# SUPPLIED PASSAGE:
:::

The exhibition presented 51 pieces of representative recent works of the France-based Korean abstract style painter Myonghi.
Born in 1947 in Daegu, South Korea and settled down in France in 1972, Myonghi selects painting objects from the nature and presents a world that is captured by her unique sensibility, in abstract strokes of strong personal character.
Apart from some exhibitions at museums and poem parties where she worked with poets on poem and painting pairing, Myonghi has all along been conducting a quiet life and focusing on the pursuit of her ideal art of painting. Nevertheless, she gains recognition and respect from prestigious experts in academic circles, including philosopher Philippe Lacoue Labarthe and poet Alain Jouffroy. Mr. Dominique de Villepin, the former Prime Minister of France, is also a poet and an art critic with a wide knowledge in abstract form of art. He is full of praise for Myonghi as an artist, and describes her as "a gem known only to insiders".
Especially for the catalogue to be published in connection with this exhibition, Mr. De Villepin has written a very comprehensive article in which he gives in-depth analyses of the style of Myonghi and her status as an artist.
To quote Mr. De Villepin,
"Her art becomes a link between the East and the West. But it is not a one way link, on the contrary it is a path one can take in every direction and a place where the aspirations of the East and of the West can meet, but where can also interlink other meetings, other inspirations, other civilizations.

:::

# MATERIAL SUPPLIED:
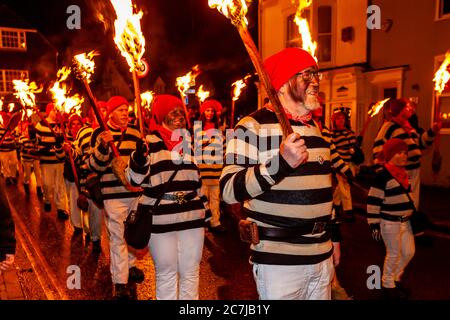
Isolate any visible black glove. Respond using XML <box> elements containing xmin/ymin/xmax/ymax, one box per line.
<box><xmin>369</xmin><ymin>223</ymin><xmax>381</xmax><ymax>241</ymax></box>
<box><xmin>55</xmin><ymin>134</ymin><xmax>64</xmax><ymax>148</ymax></box>
<box><xmin>133</xmin><ymin>139</ymin><xmax>148</xmax><ymax>165</ymax></box>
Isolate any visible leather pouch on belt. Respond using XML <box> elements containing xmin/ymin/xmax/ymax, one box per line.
<box><xmin>239</xmin><ymin>220</ymin><xmax>259</xmax><ymax>245</ymax></box>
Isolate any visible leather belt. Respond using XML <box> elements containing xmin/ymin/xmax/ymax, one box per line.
<box><xmin>258</xmin><ymin>221</ymin><xmax>328</xmax><ymax>238</ymax></box>
<box><xmin>161</xmin><ymin>191</ymin><xmax>197</xmax><ymax>204</ymax></box>
<box><xmin>380</xmin><ymin>212</ymin><xmax>411</xmax><ymax>222</ymax></box>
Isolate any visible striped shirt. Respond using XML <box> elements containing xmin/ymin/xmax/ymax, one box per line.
<box><xmin>194</xmin><ymin>129</ymin><xmax>225</xmax><ymax>185</ymax></box>
<box><xmin>367</xmin><ymin>167</ymin><xmax>414</xmax><ymax>224</ymax></box>
<box><xmin>88</xmin><ymin>124</ymin><xmax>140</xmax><ymax>200</ymax></box>
<box><xmin>220</xmin><ymin>108</ymin><xmax>333</xmax><ymax>265</ymax></box>
<box><xmin>36</xmin><ymin>121</ymin><xmax>64</xmax><ymax>164</ymax></box>
<box><xmin>19</xmin><ymin>135</ymin><xmax>39</xmax><ymax>162</ymax></box>
<box><xmin>127</xmin><ymin>131</ymin><xmax>211</xmax><ymax>233</ymax></box>
<box><xmin>373</xmin><ymin>121</ymin><xmax>434</xmax><ymax>170</ymax></box>
<box><xmin>331</xmin><ymin>129</ymin><xmax>356</xmax><ymax>162</ymax></box>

:::

# ACTIONS TO TAKE:
1. Put this sentence from the text on the Myonghi exhibition into Spanish: "Her art becomes a link between the East and the West."
2. Carry the text on the Myonghi exhibition forward from its last sentence.

# RESPONSES TO THE EXERCISE:
1. Su arte se convierte en un vínculo entre Oriente y Occidente.

2.
Myonghi opens doors that nobody had guessed were there…She started with Western art, as the witness of a generation with worldwide horizons. She came back later on but without any disowning and without any conversion to any teachings, both philosophical and technical of Eastern painting. This path towards the past can be seen in the modifications of the paintings, in a new dialectic of the sign and of the color.
Some similarities can be found, with the difference of one generation, between the path of a Zao Wou-ki trained to European modern art during his youth before discovering his own artistic identity and Myonghi's progression, between the poles of Korea and Touraine…
Myonghi's paintings…are alive. They are out of time. They are absolutely present. They are efficient, which means that they influence those who look at them…They radiate the power of joy that made them arise, this bliss of the painting that so few artists are able to capture, live and return and that Myonghi has been endowed with, as it has for example been the case for Zao Wou-ki…
She is one of the greatest artists overlapping two centuries and rooted into the worlds. She is one of the voices that count and that will count to bear witness of the modifications of the world and of the new aspirations."
Myonghi paints in a way similar to poetry writing. Whether by way of a big size oil painting or a simple drawing on paper, her works are serious and solid in structure, with all excess details trimmed off. None of her strokes is unnecessary.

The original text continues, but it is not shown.